> _Goal of the exercise_
Only the lines from the one containing "If you could locate the white flowering" through the end of the data below should be copied, each exactly as written and with both ends kept.

> _Working data_
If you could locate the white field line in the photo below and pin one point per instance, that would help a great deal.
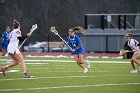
(70, 61)
(55, 77)
(67, 71)
(74, 86)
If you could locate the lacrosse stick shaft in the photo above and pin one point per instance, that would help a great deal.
(64, 41)
(22, 43)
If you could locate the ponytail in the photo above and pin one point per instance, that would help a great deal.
(78, 29)
(16, 24)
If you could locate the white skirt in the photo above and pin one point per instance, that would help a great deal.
(13, 48)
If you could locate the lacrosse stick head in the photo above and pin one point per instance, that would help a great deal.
(53, 30)
(122, 52)
(34, 27)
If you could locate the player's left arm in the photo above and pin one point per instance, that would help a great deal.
(79, 43)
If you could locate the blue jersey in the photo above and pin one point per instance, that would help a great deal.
(75, 43)
(5, 38)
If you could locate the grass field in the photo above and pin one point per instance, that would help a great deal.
(62, 75)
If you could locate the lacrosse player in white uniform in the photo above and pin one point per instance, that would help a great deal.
(135, 46)
(13, 50)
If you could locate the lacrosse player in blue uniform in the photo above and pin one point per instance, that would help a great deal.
(78, 51)
(5, 40)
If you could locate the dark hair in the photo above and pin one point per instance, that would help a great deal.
(16, 24)
(78, 29)
(129, 34)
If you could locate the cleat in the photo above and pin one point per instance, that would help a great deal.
(134, 71)
(26, 75)
(3, 70)
(85, 70)
(88, 64)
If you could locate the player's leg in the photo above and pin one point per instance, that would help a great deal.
(19, 57)
(3, 51)
(81, 60)
(135, 57)
(134, 61)
(76, 57)
(11, 64)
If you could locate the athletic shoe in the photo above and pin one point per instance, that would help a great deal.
(26, 75)
(85, 70)
(3, 70)
(134, 71)
(88, 64)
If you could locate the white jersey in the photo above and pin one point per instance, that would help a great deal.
(13, 44)
(133, 44)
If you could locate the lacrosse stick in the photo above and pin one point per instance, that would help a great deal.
(53, 30)
(34, 27)
(122, 52)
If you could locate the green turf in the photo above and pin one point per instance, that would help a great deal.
(57, 77)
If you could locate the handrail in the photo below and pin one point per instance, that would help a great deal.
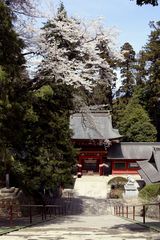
(126, 210)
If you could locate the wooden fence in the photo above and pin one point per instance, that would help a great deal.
(143, 212)
(12, 213)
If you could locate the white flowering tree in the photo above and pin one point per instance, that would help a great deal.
(73, 52)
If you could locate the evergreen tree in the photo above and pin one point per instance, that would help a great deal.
(135, 124)
(127, 70)
(151, 93)
(11, 58)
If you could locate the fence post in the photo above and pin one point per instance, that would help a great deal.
(144, 213)
(133, 212)
(30, 214)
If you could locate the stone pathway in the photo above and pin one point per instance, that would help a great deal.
(79, 227)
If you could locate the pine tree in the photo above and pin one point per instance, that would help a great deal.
(135, 124)
(127, 70)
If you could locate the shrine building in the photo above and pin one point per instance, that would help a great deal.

> _Solution_
If you could locate the white flowering tree in the photo above and pin one point per instance, that would help a great deal.
(73, 52)
If you could locate the evergreen tree in the photo above and pin one point per instance, that would help a great deal.
(135, 124)
(127, 70)
(151, 93)
(11, 58)
If you could locate the fence post in the photo above and pin one point per instance, that would help a great deal.
(144, 213)
(133, 212)
(30, 214)
If you could locate the stone pathway in the photo above and pin one point per instance, that would help a great deal.
(79, 227)
If you could locate the pine tree in the photo above and pin one point per instance, that would help a great deal.
(135, 124)
(127, 70)
If you could locate the shrine building in the photo above and pin one point per instance, that would help a great deal.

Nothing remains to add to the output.